## Activity
Please retype the part of the anaplasmosis article starting at "Tick-borne disease on" and ending at "Department of Health.", word for word.

═════ Text under study

Tick-borne disease on the rise
VERMONT- The tick-borne disease anaplasmosis is on the rise, and is largely affecting populations over age 50, according to Bradley Tompkins, epidemiologist and program chief of tick-borne and enteric diseases for the Vermont Department of Health.
Tompkins says the department of health has tallied 2017 data, and cases of anaplasmosis doubled from last year’s 200 to 400. That number is much higher than when the department began tracking the disease. “We’ve been keeping track since 2008 and we started off with three or four cases a year,” says Tompkins. “Since 2010, the numbers have gone up each and every year.”
Tompkins says that, like Lyme disease, anaplasmosis is transmitted by the black-legged tick. Symptoms include fever, fatigue, muscle ache, confusion, liver inflammation, and dehydration.
According to Dr. Marie George, medical director of infectious disease at Southern Vermont Medical Center, the illness can be diagnosed with a blood test, which is done through a panel test that tests for several tick-borne illnesses at once. Treatment is typically doxycycline, an antibiotic. “People usually feel better within a day,” says George.
Untreated, says Tompkins, the infection, which affects the liver and gets into the blood stream, affecting blood counts, can be fatal. “It can be fatal if you are not diagnosed within a timely period,” says Tompkins. “Particularly if you are an older individual.”
Tompkins says a unique feature of the disease is that it is affecting mainly older populations in Vermont. “It’s ages 50 and above where we see a sharp increase,” says Tompkins. “It’s really making older Vermonters sick. It comes on like you get hit by a train. All of a sudden you feel horrible.”
It’s possible, Tompkins says, that younger Vermonters are getting the disease but are not experiencing symptoms. Those who are experiencing symptoms, though, are finding themselves very ill. “It hospitalizes a significant amount of the people,” says Tomkins. “Four percent of Vermonters get hospitalized (when they have) Lyme disease. With anaplasmosis it’s about 31%. That’s a really high number.”
Though Lyme disease remains a problem in Vermont, anaplasmosis has become a focus in emergency rooms and hospitals. George says that so far this year, she has seen a much higher number of anaplasmosis diagnoses than Lyme disease. “I’m not sure whether that’s because people are being more proactive about Lyme symptoms and are seeing their family doctor earlier and therefore don’t get sick to the point where I’d see them at the hospital,” says George.
Tompkins says that while he certainly hopes it’s the case that people are being more proactive about getting treated earlier for Lyme disease, it is the case that anaplasmosis is highly prevalent. He says the increase from 200 cases in 2016 to 400 in 2017 is staggering. “It’s one thing to go from three to 10,” he says. “That’s a tripling, but it’s a very small number. But when you go from 200 to 400 that’s a significant increase. There’s no explaining that away with math.”
As with other tick-borne illnesses, recommendations from the department of health and from physicians are rooted in prevention. “My mantra isn’t what are we going to do about the illness after you get it, it’s getting no tick bites,” says George.

══════════
═════ Information supplied

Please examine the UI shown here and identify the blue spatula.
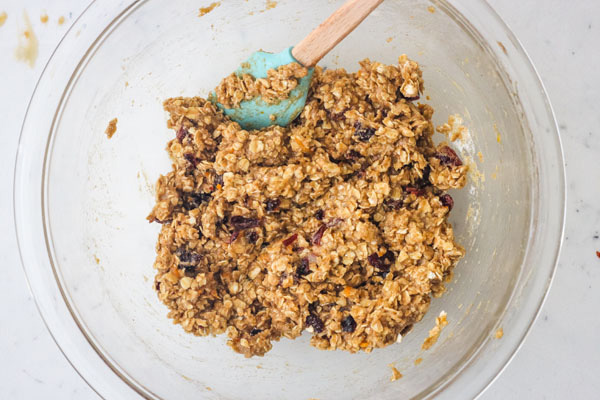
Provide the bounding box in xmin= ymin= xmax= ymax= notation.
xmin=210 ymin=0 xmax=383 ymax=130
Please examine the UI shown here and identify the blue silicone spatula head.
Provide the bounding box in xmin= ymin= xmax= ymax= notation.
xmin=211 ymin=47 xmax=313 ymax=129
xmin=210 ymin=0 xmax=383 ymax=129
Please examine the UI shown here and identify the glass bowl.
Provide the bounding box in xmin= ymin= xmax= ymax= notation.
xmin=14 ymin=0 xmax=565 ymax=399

══════════
═════ Information supplied

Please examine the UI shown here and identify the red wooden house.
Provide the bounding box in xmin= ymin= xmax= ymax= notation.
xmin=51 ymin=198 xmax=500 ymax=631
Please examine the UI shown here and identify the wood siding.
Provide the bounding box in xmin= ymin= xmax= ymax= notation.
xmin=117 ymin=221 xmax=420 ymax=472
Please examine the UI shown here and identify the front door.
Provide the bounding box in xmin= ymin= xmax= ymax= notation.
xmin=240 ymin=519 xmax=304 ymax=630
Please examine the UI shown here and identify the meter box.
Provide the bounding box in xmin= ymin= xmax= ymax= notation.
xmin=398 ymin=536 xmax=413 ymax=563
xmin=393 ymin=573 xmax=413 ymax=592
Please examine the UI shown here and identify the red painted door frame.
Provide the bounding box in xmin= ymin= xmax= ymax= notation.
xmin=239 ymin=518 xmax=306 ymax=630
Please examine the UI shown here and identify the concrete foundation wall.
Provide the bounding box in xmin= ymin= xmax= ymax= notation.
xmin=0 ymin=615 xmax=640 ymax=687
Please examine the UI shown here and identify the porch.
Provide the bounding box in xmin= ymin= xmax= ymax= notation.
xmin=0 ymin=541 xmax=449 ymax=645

══════════
═════ Information supplied

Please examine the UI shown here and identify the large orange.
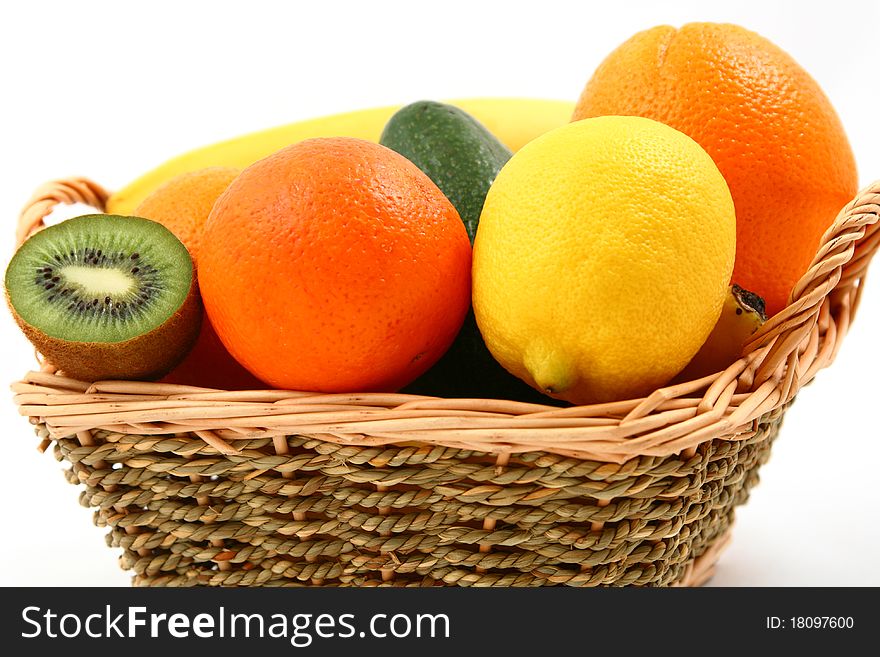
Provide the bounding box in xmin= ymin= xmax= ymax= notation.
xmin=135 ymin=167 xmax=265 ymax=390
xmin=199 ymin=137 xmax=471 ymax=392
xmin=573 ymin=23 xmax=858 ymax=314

══════════

## Answer to this task
Tick-borne disease on the rise
VERMONT- The tick-borne disease anaplasmosis is on the rise, and is largely affecting populations over age 50, according to Bradley Tompkins, epidemiologist and program chief of tick-borne and enteric diseases for the Vermont Department of Health.